▸ **Passage provided**:
The conference theme: "Love, Learning, and Liberation," focused on race and de-centering whiteness within the LGBTQIA+ community. Executive Director of the National LGBTQ Task Force Rea Carey, shares how the conference can be approached not only as engendering allyship with those who are most marginalized [Black Trans Women] but as well as a means to becoming a "furious accomplice.” There's much that can be done, Carey explains against the epidemic of violence against Black Trans Women and for centering their voices within the queer community.
For this year's conference, nearly all workshops, keynote addresses, and plenary sessions intersected with race or decentering whiteness within queer communities. Some of the sessions included, but not limited to the themes: Latinx LGBTQ Immigrants and History; Interrupting White Nationalism, Anti-Semitism and Islamophobia; A love Supreme- Transforming Black Churches into Beloved Communities; Truth, Racial Healing, & Transformation with Queer Lens: Inclusion of the Queer Voice in Racial Healing; and Moving Past Resilience to Thriving for Queer and Trans People of Color (QTPOC).
Holy Cross student Natalie who attended the conference notes that the session on "Working From Whiteness: Supporting and Challenging LGBTQIA+ White College Students," made the biggest impact on her. “This was the first time when I was in an all white space of people who were actively doing the work (of antiracism and decentering whiteness),” she says.

▸ **Jobs**:
a. Decide whether each statement below agrees with the passage about the conference. Answer yes or no for each, and quote the words of the passage that decide it.
(i) The conference theme was "Love, Learning, and Liberation."
(ii) Rea Carey is identified as Executive Director of the National LGBTQ Task Force.
(iii) Natalie said the session on Latinx LGBTQ Immigrants and History made the biggest impact on her.
b. Turn the paragraph of the conference passage that begins "For this year's conference" into a short list that keeps its main facts.
c. Carry on the passage about the conference, starting after its final sentence.

▸ **Stored data**:
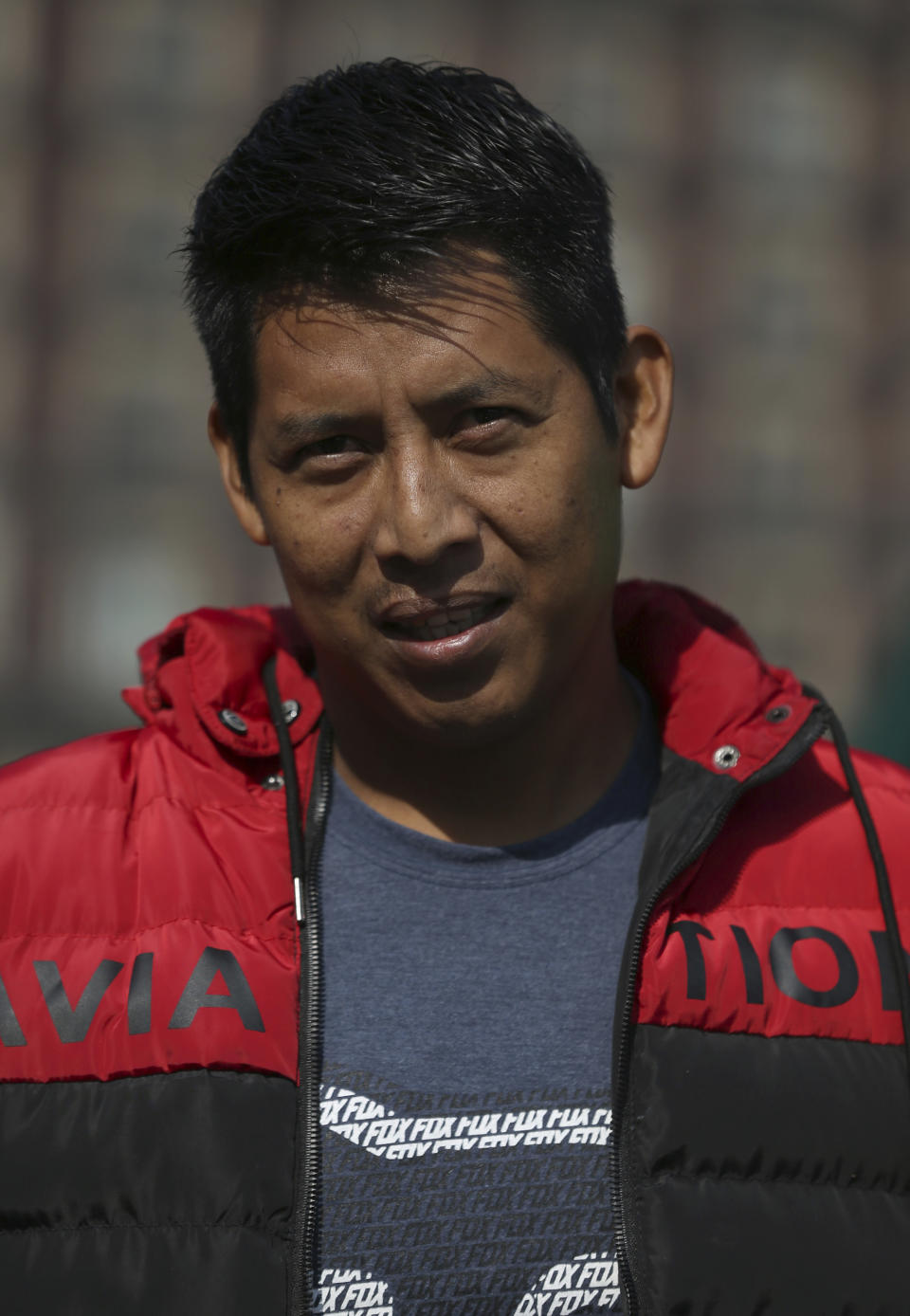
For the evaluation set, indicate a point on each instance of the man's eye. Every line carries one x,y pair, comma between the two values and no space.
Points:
335,445
482,416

▸ **Answers for this exercise**:
a.
(i) Yes: "The conference theme: "Love, Learning, and Liberation," focused on race and de-centering whiteness within the LGBTQIA+ community."
(ii) Yes: "Executive Director of the National LGBTQ Task Force Rea Carey"
(iii) No: "the session on "Working From Whiteness: Supporting and Challenging LGBTQIA+ White College Students," made the biggest impact on her."

b.
This year, nearly all workshops, keynote addresses and plenary sessions intersected with race or decentering whiteness within queer communities. Session themes included:
- Latinx LGBTQ Immigrants and History
- Interrupting White Nationalism, Anti-Semitism and Islamophobia
- A love Supreme: Transforming Black Churches into Beloved Communities
- Truth, Racial Healing, & Transformation with Queer Lens: Inclusion of the Queer Voice in Racial Healing
- Moving Past Resilience to Thriving for Queer and Trans People of Color (QTPOC)

c.
Holy Cross Pride co-chair Daniel also notes the refreshing feeling of how to be in a space where being queer was normalized. Daniel reports that he had a similar experience when he attended the Queer Middle Eastern and North African Caucus where he felt he was "very removed from my middle eastern identity." Being around folks who center this identity within this [queer] community was for Daniel "very unique." "I don't think I could find that (experience) anywhere else,” he said.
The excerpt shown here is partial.